→ Directions for this task:
In the records that follow, find each line with the word "ceiling" and copy it.

--- Entries provided Enclosed Below ---

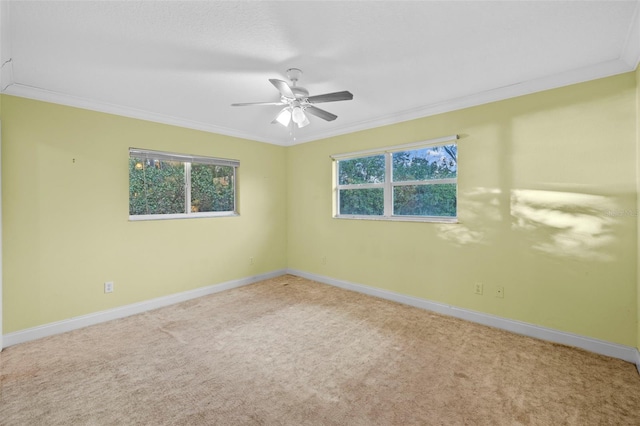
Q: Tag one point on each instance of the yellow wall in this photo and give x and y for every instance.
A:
(546, 183)
(65, 223)
(638, 193)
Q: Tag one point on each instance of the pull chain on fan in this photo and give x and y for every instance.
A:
(297, 102)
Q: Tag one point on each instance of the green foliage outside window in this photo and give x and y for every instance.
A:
(158, 187)
(155, 187)
(423, 183)
(212, 188)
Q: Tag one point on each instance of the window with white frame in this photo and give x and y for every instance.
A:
(406, 182)
(165, 185)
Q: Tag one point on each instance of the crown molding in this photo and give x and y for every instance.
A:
(44, 95)
(581, 75)
(631, 52)
(601, 70)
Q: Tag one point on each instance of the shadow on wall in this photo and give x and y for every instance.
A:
(567, 224)
(560, 223)
(481, 208)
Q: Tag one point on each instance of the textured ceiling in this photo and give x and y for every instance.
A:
(185, 62)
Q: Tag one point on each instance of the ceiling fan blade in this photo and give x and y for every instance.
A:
(331, 97)
(283, 88)
(258, 103)
(283, 117)
(320, 113)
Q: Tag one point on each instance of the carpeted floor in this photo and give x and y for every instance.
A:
(289, 351)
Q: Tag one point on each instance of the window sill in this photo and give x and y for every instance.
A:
(429, 219)
(136, 218)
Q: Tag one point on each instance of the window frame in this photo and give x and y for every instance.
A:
(187, 161)
(388, 185)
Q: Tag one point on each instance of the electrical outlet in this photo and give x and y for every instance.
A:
(477, 288)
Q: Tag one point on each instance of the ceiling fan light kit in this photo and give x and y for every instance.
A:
(296, 101)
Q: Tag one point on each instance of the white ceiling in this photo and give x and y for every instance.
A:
(185, 62)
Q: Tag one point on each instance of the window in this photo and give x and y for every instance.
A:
(164, 185)
(408, 182)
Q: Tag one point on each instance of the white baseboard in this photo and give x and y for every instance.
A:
(626, 353)
(125, 311)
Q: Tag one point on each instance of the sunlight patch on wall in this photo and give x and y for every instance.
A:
(565, 224)
(478, 205)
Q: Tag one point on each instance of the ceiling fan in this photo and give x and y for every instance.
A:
(297, 102)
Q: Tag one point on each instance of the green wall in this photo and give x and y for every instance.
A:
(65, 215)
(545, 185)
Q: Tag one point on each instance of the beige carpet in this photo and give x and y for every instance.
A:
(289, 351)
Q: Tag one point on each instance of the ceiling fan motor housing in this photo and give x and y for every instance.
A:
(300, 92)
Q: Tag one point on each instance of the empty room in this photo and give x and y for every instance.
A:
(319, 212)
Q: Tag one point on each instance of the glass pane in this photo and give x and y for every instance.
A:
(155, 187)
(436, 162)
(212, 188)
(425, 200)
(362, 201)
(361, 170)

--- End of Enclosed Entries provided ---

→ Answer section:
Q: Tag one point on each instance of the textured ceiling in this photo and give x and y for every instance.
Q: Tag one point on each instance of the ceiling fan blade in this photo and give x and y for every instance.
Q: Tag one point on each instance of the ceiling fan light kit in this photo and give x and y for every instance.
Q: Tag one point on each instance of the white ceiling in this photo and give x and y for every instance.
Q: Tag one point on each instance of the ceiling fan in this photo and give x and y for every instance.
Q: Tag one point on each instance of the ceiling fan motor housing in this photo and give x and y for every instance.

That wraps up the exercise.